By Andreas Schwerdtfeger 30. März 2018 - 11:01
Es ist schade, lieber Herr Wolff, daß Sie auch diesmal der Versuchung nicht widerstehen konnten und unbedingt Politik und Religion unsachlich und unglaubwürdig vermischen mußten. Man hätte sich von Ihnen vielleicht mal einen sachlich-klärenden Hinweis zur Islam-Debatte gewünscht – vielleicht hätte er so aussehen können:
Bevor man die Frage diskutiert, ob Islam zu DEU gehöre oder nicht, muß man klären, was man darunter versteht. Merkel hat Recht, wenn sie sagt, wir haben viereinhalb Millionen Muslime im Lande, die zu uns gehören und zwar einschließlich ihrer Religion, dem Islam. Seehofer hat Recht, wenn er sagt, der Islam als politisches Instrument (aber das muß er auch betonen) gehört nicht hierher und nicht zu uns, denn die Hoheit einer Religion über unsere Politik und über unser Grundgesetz erkennen wir nicht an – also keinen Wächterrat, keine politische Beeinflussung von außen in hiesigen Moscheen, keine rechtliche Unterscheidung zwischen den Geschlechtern, kein auf Gewalt beruhendes Rechtssystem, etc.
Stattdessen bestreiten Sie Ihren politischen Gegnern das Recht, sich auf das „christliche Abendland“ zu beziehen, unterstellen ihnen „Kampfbegriffe“ und „Abgrenzung“, wo Sie doch selbst in dem ganzen Beitrag religiös getarnt nichts anderes als Abgrenzung betreiben.

------------------------

AUFGABE A.
Ersetzen Sie im Kommentar zur Islam-Debatte im Abschnitt von „Stattdessen bestreiten Sie“ bis einschließlich „als Abgrenzung betreiben.“ das Wort „Abgrenzung“ durch „Ausgrenzung“ und geben Sie diesen Abschnitt wieder.
Der Kommentar und die Einträge haben inhaltlich nichts miteinander zu tun.

ÜBUNGSMATERIAL.

------------------------

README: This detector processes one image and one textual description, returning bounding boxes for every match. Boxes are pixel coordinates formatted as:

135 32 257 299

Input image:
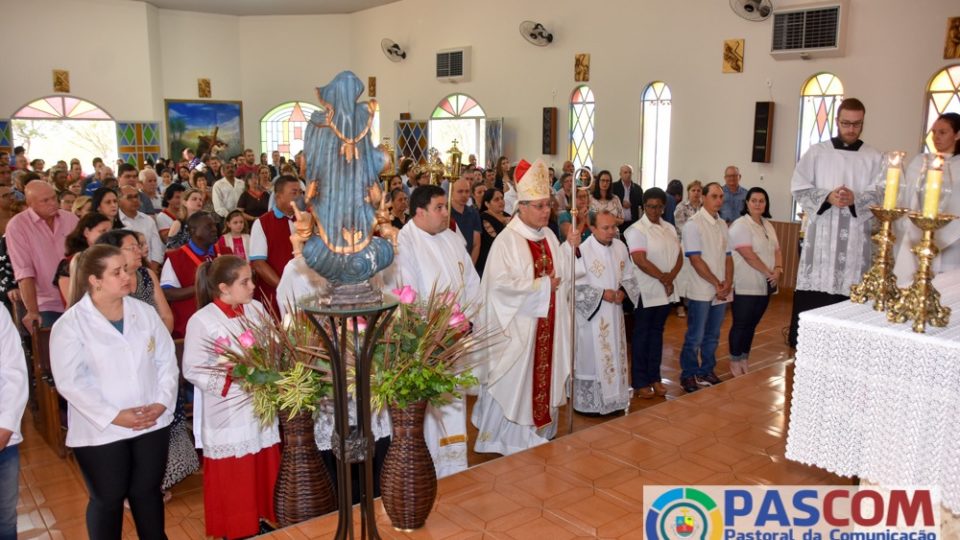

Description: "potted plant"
371 286 488 530
210 307 336 527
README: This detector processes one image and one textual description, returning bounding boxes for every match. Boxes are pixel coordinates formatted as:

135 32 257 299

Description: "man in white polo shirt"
680 182 733 392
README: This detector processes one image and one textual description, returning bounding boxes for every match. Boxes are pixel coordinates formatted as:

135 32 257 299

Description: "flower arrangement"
210 306 333 424
371 285 489 409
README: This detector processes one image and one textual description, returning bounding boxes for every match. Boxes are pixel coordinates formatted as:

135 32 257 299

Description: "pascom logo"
645 488 723 540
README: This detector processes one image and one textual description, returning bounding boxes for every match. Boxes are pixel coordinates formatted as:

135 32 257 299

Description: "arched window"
370 100 380 146
570 85 596 169
797 73 843 161
260 101 320 159
10 95 117 167
429 94 487 167
923 64 960 154
640 81 673 189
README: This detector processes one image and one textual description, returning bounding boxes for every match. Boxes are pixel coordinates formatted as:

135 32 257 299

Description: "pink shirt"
4 208 79 312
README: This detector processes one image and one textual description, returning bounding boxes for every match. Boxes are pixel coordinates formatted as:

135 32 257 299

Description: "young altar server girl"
183 255 280 538
50 245 179 540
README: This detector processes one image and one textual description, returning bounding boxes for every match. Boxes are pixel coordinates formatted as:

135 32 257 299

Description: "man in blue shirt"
720 165 747 225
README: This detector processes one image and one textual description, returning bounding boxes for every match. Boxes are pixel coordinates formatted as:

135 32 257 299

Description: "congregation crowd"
0 99 960 538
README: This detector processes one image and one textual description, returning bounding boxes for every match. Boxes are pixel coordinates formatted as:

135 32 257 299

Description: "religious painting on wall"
197 79 213 97
53 69 70 93
943 17 960 60
723 39 744 73
573 53 590 82
164 99 243 159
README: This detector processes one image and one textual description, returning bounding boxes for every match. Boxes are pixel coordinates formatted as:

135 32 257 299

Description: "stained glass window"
570 85 596 169
10 95 117 167
370 100 380 146
790 73 843 221
640 81 673 189
923 64 960 152
260 101 320 159
428 94 487 167
797 73 843 161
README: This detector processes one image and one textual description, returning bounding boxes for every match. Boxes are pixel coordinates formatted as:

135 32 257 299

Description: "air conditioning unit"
437 47 470 82
770 0 848 60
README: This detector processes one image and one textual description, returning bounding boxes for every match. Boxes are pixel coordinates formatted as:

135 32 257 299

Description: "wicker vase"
273 411 337 527
380 401 437 531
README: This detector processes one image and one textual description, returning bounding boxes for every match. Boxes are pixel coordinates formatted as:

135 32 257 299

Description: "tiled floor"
17 295 828 540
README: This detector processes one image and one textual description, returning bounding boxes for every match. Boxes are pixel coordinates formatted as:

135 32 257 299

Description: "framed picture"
573 53 590 82
163 99 243 159
943 17 960 60
723 39 743 73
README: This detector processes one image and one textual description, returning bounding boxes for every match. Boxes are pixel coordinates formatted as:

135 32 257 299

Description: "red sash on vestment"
527 240 557 429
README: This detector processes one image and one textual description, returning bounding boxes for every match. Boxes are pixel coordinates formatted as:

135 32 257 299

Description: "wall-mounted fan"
730 0 773 21
380 38 407 62
520 21 553 47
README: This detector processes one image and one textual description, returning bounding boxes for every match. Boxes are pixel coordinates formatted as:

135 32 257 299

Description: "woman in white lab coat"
183 255 280 538
50 245 178 540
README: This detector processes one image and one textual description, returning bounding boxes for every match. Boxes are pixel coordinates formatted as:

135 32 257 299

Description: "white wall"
0 0 960 219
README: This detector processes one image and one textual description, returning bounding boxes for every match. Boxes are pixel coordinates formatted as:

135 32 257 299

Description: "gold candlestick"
887 212 957 333
850 206 907 311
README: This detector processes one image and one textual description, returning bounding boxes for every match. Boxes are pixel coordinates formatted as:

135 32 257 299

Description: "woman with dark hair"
183 255 280 538
894 113 960 276
728 187 783 377
390 189 409 230
590 171 623 226
50 245 179 539
90 187 123 229
156 184 187 242
623 188 683 399
53 212 113 303
237 165 272 223
475 188 510 277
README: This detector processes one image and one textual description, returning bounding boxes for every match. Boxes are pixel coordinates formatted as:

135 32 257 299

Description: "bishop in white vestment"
790 98 882 346
573 210 640 414
472 160 579 455
395 185 480 478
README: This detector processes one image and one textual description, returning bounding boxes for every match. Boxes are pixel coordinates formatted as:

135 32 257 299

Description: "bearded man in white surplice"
472 160 579 455
395 184 480 478
573 210 640 414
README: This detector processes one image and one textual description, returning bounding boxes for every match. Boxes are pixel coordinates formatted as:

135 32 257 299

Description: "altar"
786 271 960 514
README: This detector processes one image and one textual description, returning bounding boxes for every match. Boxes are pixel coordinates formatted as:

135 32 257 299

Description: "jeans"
728 294 770 361
73 427 170 540
630 299 670 390
680 300 727 379
0 444 20 540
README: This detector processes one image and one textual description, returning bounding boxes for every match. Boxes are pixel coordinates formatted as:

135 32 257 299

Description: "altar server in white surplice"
472 160 579 455
573 210 640 414
395 185 480 478
789 98 882 347
893 113 960 287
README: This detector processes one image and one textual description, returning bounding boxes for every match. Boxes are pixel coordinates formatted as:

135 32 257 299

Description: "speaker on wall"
751 101 773 163
541 107 557 156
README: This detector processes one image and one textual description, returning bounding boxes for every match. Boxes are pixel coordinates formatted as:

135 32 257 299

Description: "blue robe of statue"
303 71 393 285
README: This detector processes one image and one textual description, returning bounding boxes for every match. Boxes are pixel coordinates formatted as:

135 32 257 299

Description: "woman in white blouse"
623 188 683 399
50 245 178 539
728 187 783 377
183 255 280 538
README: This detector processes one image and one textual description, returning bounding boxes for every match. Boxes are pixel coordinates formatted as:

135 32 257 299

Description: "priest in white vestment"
471 160 579 455
789 98 882 347
573 210 640 414
395 184 481 478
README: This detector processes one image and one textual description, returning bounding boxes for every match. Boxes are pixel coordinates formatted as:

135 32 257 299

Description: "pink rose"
391 285 417 304
213 336 230 354
449 311 470 330
237 330 257 349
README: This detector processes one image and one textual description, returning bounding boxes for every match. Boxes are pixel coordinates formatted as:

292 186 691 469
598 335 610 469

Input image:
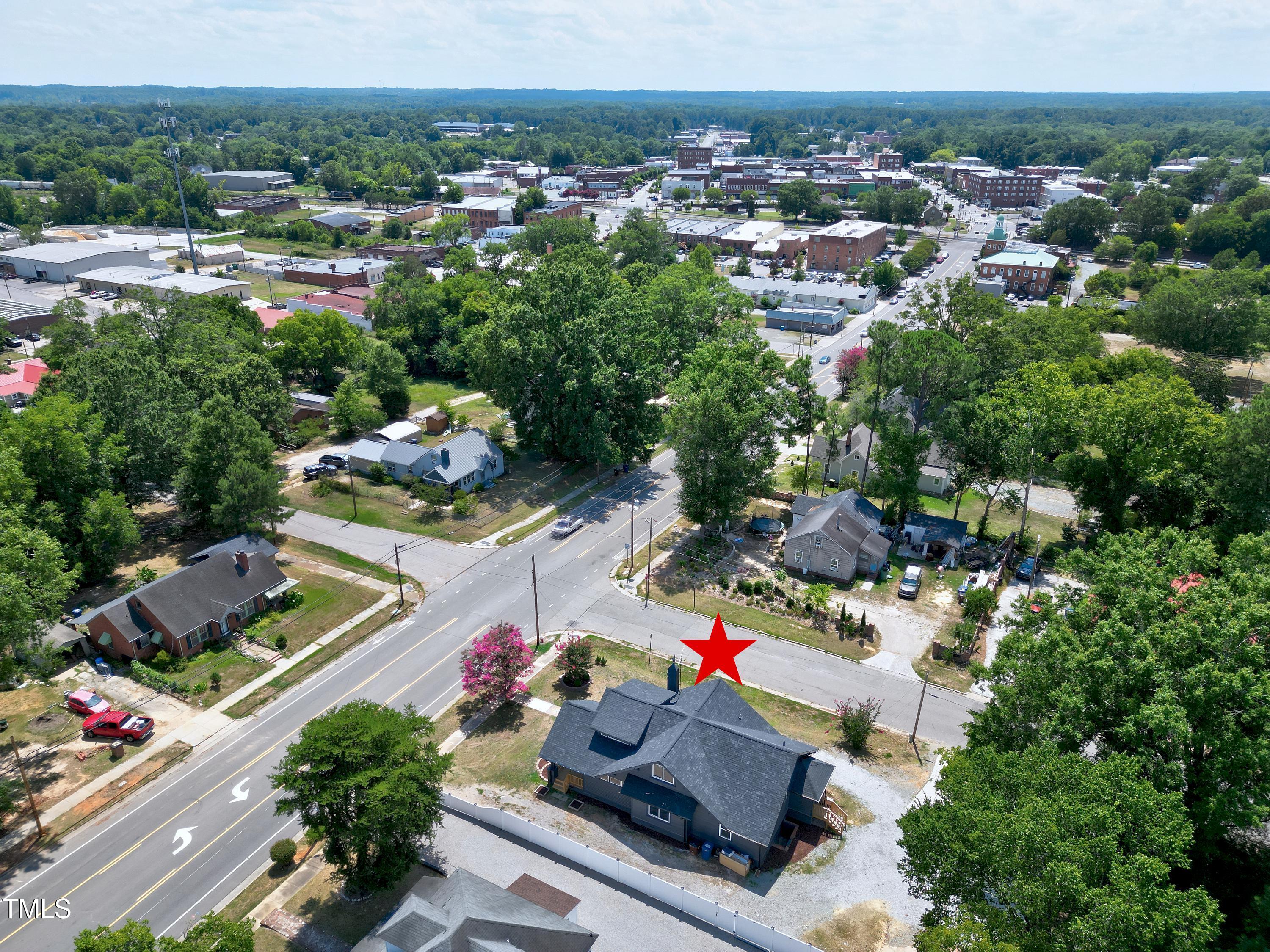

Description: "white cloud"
10 0 1270 91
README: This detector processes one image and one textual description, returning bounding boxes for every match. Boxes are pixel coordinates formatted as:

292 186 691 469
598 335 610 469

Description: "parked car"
83 711 155 742
551 515 583 538
62 688 110 717
1015 556 1040 581
899 565 922 598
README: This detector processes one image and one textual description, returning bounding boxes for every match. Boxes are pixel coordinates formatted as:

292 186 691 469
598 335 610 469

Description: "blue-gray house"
538 665 842 866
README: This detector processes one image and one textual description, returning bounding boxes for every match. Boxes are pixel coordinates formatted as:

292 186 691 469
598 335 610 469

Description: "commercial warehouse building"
79 265 251 301
202 169 296 192
0 241 150 284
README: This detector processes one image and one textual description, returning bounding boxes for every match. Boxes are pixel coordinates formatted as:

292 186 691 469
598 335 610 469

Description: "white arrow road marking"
171 826 198 855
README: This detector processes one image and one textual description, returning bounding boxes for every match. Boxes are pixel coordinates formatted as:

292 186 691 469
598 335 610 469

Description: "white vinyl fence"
444 793 819 952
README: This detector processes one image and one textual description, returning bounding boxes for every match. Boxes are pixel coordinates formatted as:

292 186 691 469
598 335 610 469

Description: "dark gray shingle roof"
541 678 832 844
80 549 287 641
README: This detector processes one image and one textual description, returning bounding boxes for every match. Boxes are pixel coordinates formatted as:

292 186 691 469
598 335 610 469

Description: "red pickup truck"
84 711 155 741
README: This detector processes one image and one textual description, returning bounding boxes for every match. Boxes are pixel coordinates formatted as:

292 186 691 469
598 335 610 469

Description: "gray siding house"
538 664 841 866
785 490 890 581
810 423 952 496
348 428 504 492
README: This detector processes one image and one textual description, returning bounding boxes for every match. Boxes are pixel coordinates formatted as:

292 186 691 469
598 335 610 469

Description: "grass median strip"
225 605 396 717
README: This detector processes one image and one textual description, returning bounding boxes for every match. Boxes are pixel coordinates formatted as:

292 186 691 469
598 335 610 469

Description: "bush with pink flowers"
462 622 533 703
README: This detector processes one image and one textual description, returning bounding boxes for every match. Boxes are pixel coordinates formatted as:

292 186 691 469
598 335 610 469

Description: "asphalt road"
0 453 975 951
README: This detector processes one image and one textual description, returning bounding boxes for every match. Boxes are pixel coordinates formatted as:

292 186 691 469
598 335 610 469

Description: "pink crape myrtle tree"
462 622 533 704
833 345 869 396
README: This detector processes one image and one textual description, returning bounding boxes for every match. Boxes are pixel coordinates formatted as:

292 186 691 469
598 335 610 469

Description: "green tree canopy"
269 699 451 892
665 321 785 527
269 310 362 389
899 746 1222 952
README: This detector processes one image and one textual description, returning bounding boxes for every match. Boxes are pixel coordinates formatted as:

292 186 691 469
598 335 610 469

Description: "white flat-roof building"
0 241 150 284
202 169 296 192
79 265 251 301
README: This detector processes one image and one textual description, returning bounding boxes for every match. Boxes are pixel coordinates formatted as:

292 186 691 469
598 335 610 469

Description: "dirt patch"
803 899 903 952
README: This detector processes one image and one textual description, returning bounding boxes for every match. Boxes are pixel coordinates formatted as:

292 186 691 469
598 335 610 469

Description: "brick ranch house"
79 544 295 661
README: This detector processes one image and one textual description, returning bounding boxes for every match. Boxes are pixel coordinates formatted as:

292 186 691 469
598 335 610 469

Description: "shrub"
555 635 594 688
961 588 997 621
269 839 298 866
836 694 881 750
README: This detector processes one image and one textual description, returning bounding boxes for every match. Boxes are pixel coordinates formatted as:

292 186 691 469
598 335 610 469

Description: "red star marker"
683 614 754 684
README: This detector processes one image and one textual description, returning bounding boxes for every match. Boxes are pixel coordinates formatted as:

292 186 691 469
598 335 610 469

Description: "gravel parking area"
436 814 752 952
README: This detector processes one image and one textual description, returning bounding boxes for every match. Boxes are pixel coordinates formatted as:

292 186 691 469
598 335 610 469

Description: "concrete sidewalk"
0 589 398 849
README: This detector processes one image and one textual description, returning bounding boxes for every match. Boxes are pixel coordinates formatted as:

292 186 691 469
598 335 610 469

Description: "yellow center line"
110 792 273 929
0 617 458 946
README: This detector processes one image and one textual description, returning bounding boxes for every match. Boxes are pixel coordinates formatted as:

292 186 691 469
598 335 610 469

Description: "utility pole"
1019 410 1036 542
530 556 542 647
159 100 198 274
1027 535 1040 602
908 673 928 759
860 350 886 494
9 735 44 836
645 516 653 607
392 542 405 605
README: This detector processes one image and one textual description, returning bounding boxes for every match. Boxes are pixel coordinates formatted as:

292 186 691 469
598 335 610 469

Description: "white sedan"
551 515 583 538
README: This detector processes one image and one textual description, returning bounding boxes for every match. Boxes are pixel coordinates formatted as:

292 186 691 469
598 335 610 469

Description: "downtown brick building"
806 221 886 272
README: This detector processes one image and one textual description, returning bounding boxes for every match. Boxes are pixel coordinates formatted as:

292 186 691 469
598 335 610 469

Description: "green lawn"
248 565 381 656
639 574 878 661
287 452 607 542
410 377 476 413
241 272 323 305
278 535 406 584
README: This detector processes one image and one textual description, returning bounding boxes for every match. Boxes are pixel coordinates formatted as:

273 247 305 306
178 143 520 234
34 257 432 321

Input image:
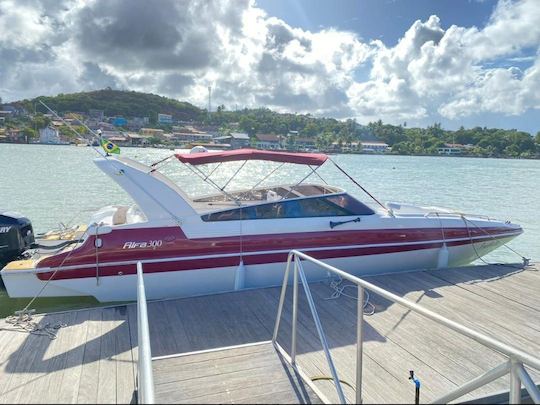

------------------------

AUFGABE B.
Skalieren Sie in den Einträgen nur den Bereich vom Anfang bis einschließlich der Zeile mit „210 307 336 527“: Geben Sie ihn vollständig wieder und multiplizieren Sie jede Koordinate in den Antworten mit 1,2, gerundet auf ganze Zahlen mit aufgerundeten Hälften, während die Zahlen im Formatmuster unverändert bleiben. Lassen Sie die Bilder dabei weg.

VOLLSTÄNDIGE AUSGABE A.
Stattdessen bestreiten Sie Ihren politischen Gegnern das Recht, sich auf das „christliche Abendland“ zu beziehen, unterstellen ihnen „Kampfbegriffe“ und „Ausgrenzung“, wo Sie doch selbst in dem ganzen Beitrag religiös getarnt nichts anderes als Ausgrenzung betreiben.

VOLLSTÄNDIGE AUSGABE B.
README: This detector processes one image and one textual description, returning bounding boxes for every match. Boxes are pixel coordinates formatted as:

135 32 257 299

Input image:

Description: "potted plant"
445 343 586 636
252 368 403 632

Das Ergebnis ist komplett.